## Do this
Return the passage of the transcript below word for word, starting at "Go ahead. Uh" and ending at "we're looking for.".

:: Document excerpt

Um Well, okay, so then I guess that >> Before you Before you jump in Go ahead.
Go ahead. Uh Go ahead. There's also this idea that extraordinary claims require extraordinary evidence. And, you know, the existence of a God is an extraordinary claim and so we're looking for for big evidence of this. We're we're looking for something really solid, something really obvious.
Um you know, that that that, you know, some path to this conclusion that's that's going to be convincing to everybody.
Uh that's the kind of thing we're looking for.
Mhm.
Okay. I mean, that makes sense.
Uh but at the same time, you know, sometimes I'm I'm left with that feeling of, well, if not the Bible, then then what, you know? Yeah, but that's not the problem. That That's a problem to take up with God.
What kind of God wants people to accept that he exists and presents insufficient evidence for it?
Sure. And the way I was always presented that with uh concept was that, you know, faith in a in a sense was the ultimate test, right? Like you said, it it can be rather challenging um when you take in all that science has discovered up to this point, you know, the the fact that we know here we are with all these billions of trillions of atoms and billions of stars and and we're the only planet with life on it, maybe, but That's a pretty big maybe.
Yeah, again, we still have to discover life in somewhere else.
>> So So the fact that we don't know of the fact that we don't know of life somewhere else is is completely unsurprising since our ability to explore somewhere else is incredibly limited and has only existed for a short period of time anyway. But >> Yeah, this is true.

::::
:: Dataset extract

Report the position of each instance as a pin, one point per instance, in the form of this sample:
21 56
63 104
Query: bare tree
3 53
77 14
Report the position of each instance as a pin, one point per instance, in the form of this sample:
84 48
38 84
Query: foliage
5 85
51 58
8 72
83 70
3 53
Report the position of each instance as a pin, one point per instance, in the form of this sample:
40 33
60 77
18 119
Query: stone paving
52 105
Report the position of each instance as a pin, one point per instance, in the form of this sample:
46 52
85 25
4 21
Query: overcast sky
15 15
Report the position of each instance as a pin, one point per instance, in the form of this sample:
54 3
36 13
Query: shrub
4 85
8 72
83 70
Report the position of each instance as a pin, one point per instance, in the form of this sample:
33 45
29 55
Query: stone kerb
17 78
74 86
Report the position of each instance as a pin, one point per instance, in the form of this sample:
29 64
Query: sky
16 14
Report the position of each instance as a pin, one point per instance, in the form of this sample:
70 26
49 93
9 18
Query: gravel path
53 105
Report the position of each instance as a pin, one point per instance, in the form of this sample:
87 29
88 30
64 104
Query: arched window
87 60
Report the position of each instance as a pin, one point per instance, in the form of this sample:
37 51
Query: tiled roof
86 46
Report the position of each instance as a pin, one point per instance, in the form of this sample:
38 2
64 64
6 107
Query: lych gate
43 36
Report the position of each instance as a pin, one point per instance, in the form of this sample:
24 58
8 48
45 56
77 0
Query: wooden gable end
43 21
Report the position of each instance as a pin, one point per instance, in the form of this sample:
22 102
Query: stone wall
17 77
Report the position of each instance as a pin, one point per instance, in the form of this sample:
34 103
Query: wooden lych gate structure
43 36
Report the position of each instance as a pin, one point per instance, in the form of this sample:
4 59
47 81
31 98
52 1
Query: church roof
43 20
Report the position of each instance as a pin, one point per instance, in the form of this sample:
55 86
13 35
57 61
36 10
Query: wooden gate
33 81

::::

## Result for this exercise
Go ahead. Uh Go ahead. There's also this idea that extraordinary claims require extraordinary evidence. And, you know, the existence of a God is an extraordinary claim and so we're looking for for big evidence of this. We're we're looking for something really solid, something really obvious.
Um you know, that that that, you know, some path to this conclusion that's that's going to be convincing to everybody.
Uh that's the kind of thing we're looking for.